-- PROBLEM TO WORK ON --
Rewrite the material below, changing every "draw a box around" to "place a box around" and leaving everything else as it is.

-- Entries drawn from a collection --
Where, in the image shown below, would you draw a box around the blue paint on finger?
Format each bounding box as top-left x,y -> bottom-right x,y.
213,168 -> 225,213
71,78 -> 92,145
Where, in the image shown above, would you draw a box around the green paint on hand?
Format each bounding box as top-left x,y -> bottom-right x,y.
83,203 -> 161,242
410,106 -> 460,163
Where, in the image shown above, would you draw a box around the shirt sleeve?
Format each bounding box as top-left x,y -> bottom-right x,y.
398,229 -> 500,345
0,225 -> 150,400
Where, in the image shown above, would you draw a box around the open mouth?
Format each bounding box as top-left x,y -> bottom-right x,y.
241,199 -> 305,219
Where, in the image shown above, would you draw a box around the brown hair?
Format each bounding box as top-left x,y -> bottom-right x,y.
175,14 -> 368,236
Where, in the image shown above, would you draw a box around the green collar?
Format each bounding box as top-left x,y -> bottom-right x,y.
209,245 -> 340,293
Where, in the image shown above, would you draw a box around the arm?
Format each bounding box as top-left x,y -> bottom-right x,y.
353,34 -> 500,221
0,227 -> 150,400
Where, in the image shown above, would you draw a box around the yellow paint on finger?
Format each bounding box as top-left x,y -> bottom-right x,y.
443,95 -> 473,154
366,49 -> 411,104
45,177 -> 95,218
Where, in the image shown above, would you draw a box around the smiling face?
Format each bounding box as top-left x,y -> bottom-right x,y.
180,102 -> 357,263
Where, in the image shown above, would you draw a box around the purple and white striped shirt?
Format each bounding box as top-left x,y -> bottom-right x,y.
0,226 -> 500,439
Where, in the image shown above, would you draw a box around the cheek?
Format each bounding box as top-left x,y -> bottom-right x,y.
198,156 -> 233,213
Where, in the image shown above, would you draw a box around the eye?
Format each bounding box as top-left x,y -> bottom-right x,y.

-- SOLUTION BELOW --
Where, in the image shown below, would you place a box around the blue paint on finger?
Format each bounding box as top-left x,y -> bottom-right x,y.
213,168 -> 225,213
71,78 -> 92,145
Where, in the image shown above, would you place a box around the green paint on hand?
Format each bounding box as top-left x,y -> bottom-right x,y.
83,203 -> 161,242
410,106 -> 460,163
Where, in the image shown above, would you place a box around the shirt sleeve?
Format each bounding box as top-left x,y -> bottom-right x,y.
398,229 -> 500,345
0,225 -> 150,400
Where, in the image shown above, would you place a box around the open mouth?
Format each bounding box as top-left x,y -> bottom-right x,y.
241,199 -> 305,219
Where, in the image shown above, would you place a box around the brown hair?
Format each bounding box as top-left x,y -> bottom-right x,y.
175,14 -> 368,236
Where, in the image shown above, would you place a box around the green collar?
Format each bounding box as top-left x,y -> bottom-right x,y.
209,245 -> 340,293
Where, in the image shown above, would you place a box around the arm?
Format each bounding box as top-left x,y -> bottom-right x,y.
353,34 -> 500,221
0,227 -> 150,400
Where, in the image shown above, would you place a box around the yellow paint on finger?
Format each bounding box as top-left x,y -> bottom-right x,y.
443,95 -> 473,154
366,49 -> 411,104
45,177 -> 95,218
Where, in the image shown above, would you place a box around the smiling face?
Format each bounding box as top-left x,y -> bottom-right x,y.
180,102 -> 357,263
Where, in the image shown above, would you place a box around the purple and white striped shirt?
Format each bounding box as top-left x,y -> bottom-right x,y.
0,226 -> 500,439
Where, in the image shown above, would you place a box around the cheek?
Format each bounding box as top-left x,y -> bottom-right x,y.
198,156 -> 233,213
Where, in the image shown above, would you place a box around the eye?
Format each bounding box as top-left x,y -> bottom-right x,y.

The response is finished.